Copy each of the items below verbatim, with no changes to any line.
::: Data entries
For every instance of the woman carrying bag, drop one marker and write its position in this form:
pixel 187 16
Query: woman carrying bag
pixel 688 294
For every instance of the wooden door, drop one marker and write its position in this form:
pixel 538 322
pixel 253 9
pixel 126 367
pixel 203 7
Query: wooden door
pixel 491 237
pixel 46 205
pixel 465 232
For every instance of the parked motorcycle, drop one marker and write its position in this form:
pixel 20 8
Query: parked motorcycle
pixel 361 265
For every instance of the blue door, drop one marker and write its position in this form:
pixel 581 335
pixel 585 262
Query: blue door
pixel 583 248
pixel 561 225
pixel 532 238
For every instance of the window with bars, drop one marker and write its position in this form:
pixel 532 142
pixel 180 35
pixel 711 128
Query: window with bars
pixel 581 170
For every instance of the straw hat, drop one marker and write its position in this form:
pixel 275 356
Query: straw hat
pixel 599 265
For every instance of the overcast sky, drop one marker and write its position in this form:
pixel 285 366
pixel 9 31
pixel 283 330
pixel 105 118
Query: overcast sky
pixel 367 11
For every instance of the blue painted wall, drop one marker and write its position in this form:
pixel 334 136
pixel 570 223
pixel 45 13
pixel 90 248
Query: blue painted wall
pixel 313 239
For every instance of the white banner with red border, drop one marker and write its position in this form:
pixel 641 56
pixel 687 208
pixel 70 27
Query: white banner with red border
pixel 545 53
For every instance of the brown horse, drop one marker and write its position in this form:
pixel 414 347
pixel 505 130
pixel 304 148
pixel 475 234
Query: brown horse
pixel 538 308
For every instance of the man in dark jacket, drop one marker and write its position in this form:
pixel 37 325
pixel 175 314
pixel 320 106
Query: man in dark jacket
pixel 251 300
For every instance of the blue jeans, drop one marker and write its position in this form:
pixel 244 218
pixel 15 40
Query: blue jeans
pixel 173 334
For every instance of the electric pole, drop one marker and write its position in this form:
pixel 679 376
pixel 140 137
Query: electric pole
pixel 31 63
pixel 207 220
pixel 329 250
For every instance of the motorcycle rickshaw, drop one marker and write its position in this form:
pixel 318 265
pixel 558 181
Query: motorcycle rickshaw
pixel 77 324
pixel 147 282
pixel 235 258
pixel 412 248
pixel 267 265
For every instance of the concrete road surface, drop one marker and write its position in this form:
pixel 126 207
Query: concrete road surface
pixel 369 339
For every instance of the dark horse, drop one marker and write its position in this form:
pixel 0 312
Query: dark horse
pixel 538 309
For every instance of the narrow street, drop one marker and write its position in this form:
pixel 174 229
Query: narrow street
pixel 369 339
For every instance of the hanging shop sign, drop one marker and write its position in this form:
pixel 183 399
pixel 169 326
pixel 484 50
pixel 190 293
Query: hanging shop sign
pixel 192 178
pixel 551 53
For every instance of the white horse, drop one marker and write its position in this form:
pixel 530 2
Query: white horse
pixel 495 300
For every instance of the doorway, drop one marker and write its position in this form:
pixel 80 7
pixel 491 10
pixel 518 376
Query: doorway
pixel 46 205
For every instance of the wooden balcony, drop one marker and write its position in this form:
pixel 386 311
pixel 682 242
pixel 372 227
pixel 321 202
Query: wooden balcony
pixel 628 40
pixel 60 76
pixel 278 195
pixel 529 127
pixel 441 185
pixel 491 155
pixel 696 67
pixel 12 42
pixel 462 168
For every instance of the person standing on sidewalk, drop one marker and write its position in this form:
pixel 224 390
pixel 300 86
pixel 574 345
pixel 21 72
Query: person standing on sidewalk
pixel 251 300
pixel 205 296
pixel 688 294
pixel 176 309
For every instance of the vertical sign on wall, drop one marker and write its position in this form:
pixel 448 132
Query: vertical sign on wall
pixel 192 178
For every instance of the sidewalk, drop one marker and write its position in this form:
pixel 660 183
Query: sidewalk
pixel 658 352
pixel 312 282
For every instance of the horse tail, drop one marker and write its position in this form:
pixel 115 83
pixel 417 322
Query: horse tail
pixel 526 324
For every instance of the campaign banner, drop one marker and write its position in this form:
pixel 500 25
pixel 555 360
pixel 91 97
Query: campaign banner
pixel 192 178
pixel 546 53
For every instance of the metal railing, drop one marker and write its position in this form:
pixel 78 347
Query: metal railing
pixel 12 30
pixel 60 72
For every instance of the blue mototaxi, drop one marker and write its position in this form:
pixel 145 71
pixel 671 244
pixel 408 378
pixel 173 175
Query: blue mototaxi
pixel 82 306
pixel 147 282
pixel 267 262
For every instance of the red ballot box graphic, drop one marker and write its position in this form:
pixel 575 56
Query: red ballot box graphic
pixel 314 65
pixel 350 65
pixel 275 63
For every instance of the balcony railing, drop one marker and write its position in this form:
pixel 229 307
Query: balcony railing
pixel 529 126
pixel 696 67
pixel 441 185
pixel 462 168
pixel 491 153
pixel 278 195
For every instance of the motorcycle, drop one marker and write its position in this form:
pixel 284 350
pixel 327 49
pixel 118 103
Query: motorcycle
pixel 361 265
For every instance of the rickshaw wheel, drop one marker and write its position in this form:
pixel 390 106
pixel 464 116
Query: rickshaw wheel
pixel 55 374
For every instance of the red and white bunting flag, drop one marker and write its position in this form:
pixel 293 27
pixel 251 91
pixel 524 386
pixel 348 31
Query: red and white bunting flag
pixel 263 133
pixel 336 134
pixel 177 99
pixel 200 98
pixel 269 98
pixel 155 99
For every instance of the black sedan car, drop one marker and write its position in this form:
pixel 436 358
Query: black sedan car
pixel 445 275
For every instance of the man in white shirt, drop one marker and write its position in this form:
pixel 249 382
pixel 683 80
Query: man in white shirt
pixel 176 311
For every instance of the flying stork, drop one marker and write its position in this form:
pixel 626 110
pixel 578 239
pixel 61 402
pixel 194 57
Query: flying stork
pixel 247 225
::::::
The reply:
For every instance of the woman carrying bag, drop one marker and write its position in this form:
pixel 187 16
Query: woman carrying bag
pixel 688 294
For every instance of the wooden door, drop one marker and write its position in this form:
pixel 538 322
pixel 253 9
pixel 126 367
pixel 203 7
Query: wooden door
pixel 491 237
pixel 46 205
pixel 465 232
For every instance of the parked motorcycle, drop one marker and write its position in this form:
pixel 20 8
Query: parked motorcycle
pixel 361 265
For every instance of the blue door, drop one marker and write its position in this form:
pixel 581 335
pixel 585 262
Query: blue door
pixel 583 248
pixel 561 225
pixel 532 238
For every instance of the window with bars, drop one marker and write its position in this form:
pixel 532 142
pixel 180 35
pixel 711 128
Query: window with bars
pixel 581 170
For every instance of the straw hat, drop one marker and write its position in this form:
pixel 275 356
Query: straw hat
pixel 599 265
For every instance of the overcast sky, drop one marker and write its position in this form:
pixel 285 366
pixel 9 31
pixel 283 330
pixel 105 118
Query: overcast sky
pixel 367 11
For every instance of the blue painted wall, drop one marker and write its position in this form:
pixel 334 136
pixel 570 223
pixel 45 13
pixel 90 248
Query: blue painted wall
pixel 313 239
For every instance of the white banner with red border, drop one marker and write its position in this form:
pixel 641 56
pixel 687 208
pixel 70 27
Query: white banner with red border
pixel 545 53
For every instance of the brown horse, drop one marker and write its position in this form:
pixel 414 347
pixel 505 130
pixel 304 148
pixel 475 234
Query: brown horse
pixel 538 308
For every instance of the man in dark jacket, drop one marker and write its position in this form:
pixel 37 325
pixel 175 314
pixel 320 106
Query: man in dark jacket
pixel 251 300
For every instance of the blue jeans, drop one marker and write its position in this form:
pixel 244 218
pixel 15 40
Query: blue jeans
pixel 173 334
For every instance of the electric pole, drop one marker and write its position in this form:
pixel 679 376
pixel 140 137
Query: electric pole
pixel 31 63
pixel 207 220
pixel 329 250
For every instance of the motorcycle rickshaw, drop one marker and write its position in this form:
pixel 318 265
pixel 558 181
Query: motorcycle rickshaw
pixel 77 324
pixel 147 282
pixel 235 258
pixel 412 248
pixel 267 265
For every instance of the concrete road surface, drop one marker and write its position in this form:
pixel 126 207
Query: concrete road surface
pixel 369 339
For every instance of the dark horse, drop one marker and write its position in this form:
pixel 0 312
Query: dark horse
pixel 538 309
For every instance of the narrow street, drop one marker and write its position in this form:
pixel 174 229
Query: narrow street
pixel 369 339
For every instance of the hanging shop sign, drop one marker and write its position in this form:
pixel 183 399
pixel 169 326
pixel 484 50
pixel 190 293
Query: hanging shop sign
pixel 192 178
pixel 551 53
For every instance of the white horse, drop one marker and write its position in this form:
pixel 530 2
Query: white horse
pixel 495 300
For every instance of the doorway, drop one marker and write its position in this form:
pixel 80 7
pixel 491 10
pixel 518 376
Query: doorway
pixel 46 205
For every instance of the wooden balcony, drop one marker and write its position in this form:
pixel 386 311
pixel 682 242
pixel 372 227
pixel 321 202
Query: wooden balcony
pixel 628 40
pixel 60 76
pixel 278 195
pixel 529 127
pixel 441 185
pixel 491 155
pixel 696 67
pixel 12 42
pixel 462 168
For every instance of the person standing on sidewalk, drop one marker and write its position in this form:
pixel 224 390
pixel 300 86
pixel 574 345
pixel 21 72
Query: person standing on sidewalk
pixel 251 300
pixel 205 296
pixel 688 294
pixel 176 309
For every instance of the vertical sign on wall, drop one marker and write its position in this form:
pixel 448 132
Query: vertical sign on wall
pixel 192 178
For every instance of the sidewalk, drop one marker and write its position in this form:
pixel 660 183
Query: sidewalk
pixel 658 352
pixel 312 282
For every instance of the horse tail, drop one marker and write its position in this form:
pixel 115 83
pixel 417 322
Query: horse tail
pixel 526 324
For every instance of the campaign banner, drop one marker and write its position in this form:
pixel 500 25
pixel 555 360
pixel 91 97
Query: campaign banner
pixel 192 178
pixel 546 53
For every instance of the metal railing, drop one marker and write its position in this form:
pixel 78 347
Query: metal railing
pixel 12 30
pixel 60 72
For every instance of the blue mototaxi, drop one marker and write its position in this form:
pixel 145 71
pixel 671 244
pixel 408 378
pixel 173 175
Query: blue mototaxi
pixel 82 306
pixel 147 282
pixel 267 262
For every instance of the red ballot box graphic, drop one marker and write its position in this form:
pixel 575 56
Query: red ballot box graphic
pixel 314 65
pixel 350 65
pixel 275 63
For every instance of the balcony railing, drop one marker and write its position in this form:
pixel 229 307
Query: balcony railing
pixel 529 126
pixel 696 67
pixel 441 185
pixel 462 168
pixel 491 153
pixel 278 195
For every instance of the motorcycle, drop one marker and write its position in this form:
pixel 284 350
pixel 327 49
pixel 118 103
Query: motorcycle
pixel 361 265
For every instance of the rickshaw wheel, drop one marker and write its position in this form:
pixel 390 106
pixel 464 116
Query: rickshaw wheel
pixel 55 374
For every instance of the red and white bunting flag, drop one marker and write its position in this form:
pixel 293 27
pixel 251 91
pixel 524 386
pixel 348 31
Query: red and white bunting flag
pixel 263 133
pixel 336 134
pixel 177 99
pixel 200 98
pixel 269 98
pixel 155 99
For every instance of the black sedan car, drop one marker and write its position in this form:
pixel 436 358
Query: black sedan car
pixel 445 275
For every instance of the man in white shirt, drop one marker and write its position in this form:
pixel 249 382
pixel 683 80
Query: man in white shirt
pixel 176 311
For every instance of the flying stork, drop one marker and write its position in this form:
pixel 626 110
pixel 578 239
pixel 61 402
pixel 194 57
Query: flying stork
pixel 247 225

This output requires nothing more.